Problem> Images excluded, return every record exactly as it reads.
--- Provided material ---
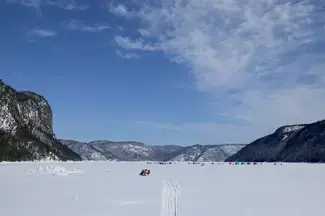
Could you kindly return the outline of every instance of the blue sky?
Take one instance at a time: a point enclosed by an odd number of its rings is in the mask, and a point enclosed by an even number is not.
[[[320,1],[5,0],[0,76],[57,137],[247,143],[325,117]]]

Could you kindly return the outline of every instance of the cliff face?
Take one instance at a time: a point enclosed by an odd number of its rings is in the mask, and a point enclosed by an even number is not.
[[[226,161],[325,162],[325,120],[280,127]]]
[[[18,92],[0,80],[0,161],[81,160],[53,134],[46,99]]]

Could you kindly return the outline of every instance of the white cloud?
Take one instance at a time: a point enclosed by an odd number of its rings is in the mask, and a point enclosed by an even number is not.
[[[143,2],[137,11],[119,6],[115,14],[142,21],[150,41],[119,35],[115,41],[127,50],[168,54],[191,69],[199,91],[217,99],[216,113],[255,131],[273,129],[325,118],[321,7],[313,0]],[[303,77],[314,81],[301,83]]]
[[[77,4],[71,0],[46,0],[48,5],[55,6],[64,10],[83,11],[89,8],[86,4]]]
[[[6,0],[7,4],[20,4],[24,7],[40,9],[43,0]]]
[[[142,35],[142,37],[149,37],[151,35],[148,29],[139,29],[138,31]]]
[[[120,50],[116,50],[116,55],[118,55],[121,58],[124,59],[137,59],[140,58],[140,56],[136,53],[123,53]]]
[[[118,5],[109,4],[108,10],[117,16],[126,17],[126,18],[132,18],[133,16],[137,15],[136,12],[132,12],[132,11],[128,10],[122,4],[118,4]]]
[[[32,7],[40,10],[42,6],[54,6],[64,10],[82,11],[89,8],[86,4],[77,4],[72,0],[6,0],[8,4],[20,4],[25,7]]]
[[[67,24],[69,30],[78,30],[83,32],[101,32],[110,28],[107,24],[96,23],[94,25],[84,24],[77,20],[70,20]]]
[[[52,30],[45,30],[45,29],[33,29],[27,32],[27,36],[37,36],[37,37],[56,37],[57,33]]]
[[[110,6],[109,7],[109,10],[114,13],[114,14],[117,14],[117,15],[125,15],[128,13],[127,9],[125,8],[124,5],[117,5],[117,6]]]
[[[118,26],[117,29],[118,29],[119,31],[124,31],[124,30],[125,30],[122,26]]]
[[[115,42],[122,48],[127,50],[144,50],[144,51],[155,51],[159,50],[158,46],[145,43],[142,38],[137,40],[130,40],[129,38],[122,36],[115,36]]]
---
Task solution>
Could you kindly return the outline of every instance of the blue sky?
Take one instance at a time: a point enclosed by an odd number of its rings is in the mask, and a point enclosed by an even number is not.
[[[320,1],[5,0],[0,76],[57,137],[247,143],[325,117]]]

Could you kindly return the outline of every instance of the cliff face?
Take one instance at a time: a point enclosed by an odd number of its rings is in the mask, and a point enclosed by an even number is not.
[[[226,161],[325,162],[325,120],[280,127]]]
[[[18,92],[0,80],[0,161],[81,160],[53,134],[46,99]]]

Could you kindly return the outline of every instance of the white cloud?
Take one instance at a time: a point enclosed by an odd number of its rings is in the mask, and a point enclosed by an even number is not.
[[[143,2],[137,11],[119,6],[115,14],[142,21],[150,41],[119,35],[115,41],[127,50],[168,54],[191,69],[199,91],[217,99],[216,113],[255,131],[273,129],[325,118],[321,7],[313,0]],[[303,77],[314,81],[301,83]]]
[[[77,4],[71,0],[46,0],[48,5],[55,6],[64,10],[83,11],[89,8],[86,4]]]
[[[6,0],[7,4],[20,4],[24,7],[40,9],[43,0]]]
[[[142,35],[142,37],[149,37],[151,35],[148,29],[139,29],[138,31]]]
[[[120,50],[116,50],[116,55],[118,55],[121,58],[124,59],[137,59],[140,58],[140,56],[136,53],[123,53]]]
[[[118,5],[109,4],[108,10],[117,16],[126,17],[126,18],[132,18],[133,16],[137,15],[136,12],[132,12],[132,11],[128,10],[122,4],[118,4]]]
[[[32,7],[40,10],[42,6],[54,6],[64,10],[82,11],[89,8],[86,4],[77,4],[72,0],[6,0],[8,4],[20,4],[25,7]]]
[[[67,24],[69,30],[78,30],[83,32],[101,32],[110,28],[107,24],[96,23],[94,25],[84,24],[77,20],[70,20]]]
[[[52,30],[45,30],[45,29],[33,29],[27,32],[27,36],[37,36],[37,37],[56,37],[57,33]]]
[[[110,6],[109,7],[109,10],[114,13],[114,14],[117,14],[117,15],[125,15],[128,13],[127,9],[125,8],[124,5],[117,5],[117,6]]]
[[[118,26],[117,29],[118,29],[119,31],[124,31],[124,30],[125,30],[122,26]]]
[[[115,42],[122,48],[127,50],[144,50],[144,51],[155,51],[159,50],[158,46],[145,43],[142,38],[137,40],[130,40],[129,38],[122,36],[115,36]]]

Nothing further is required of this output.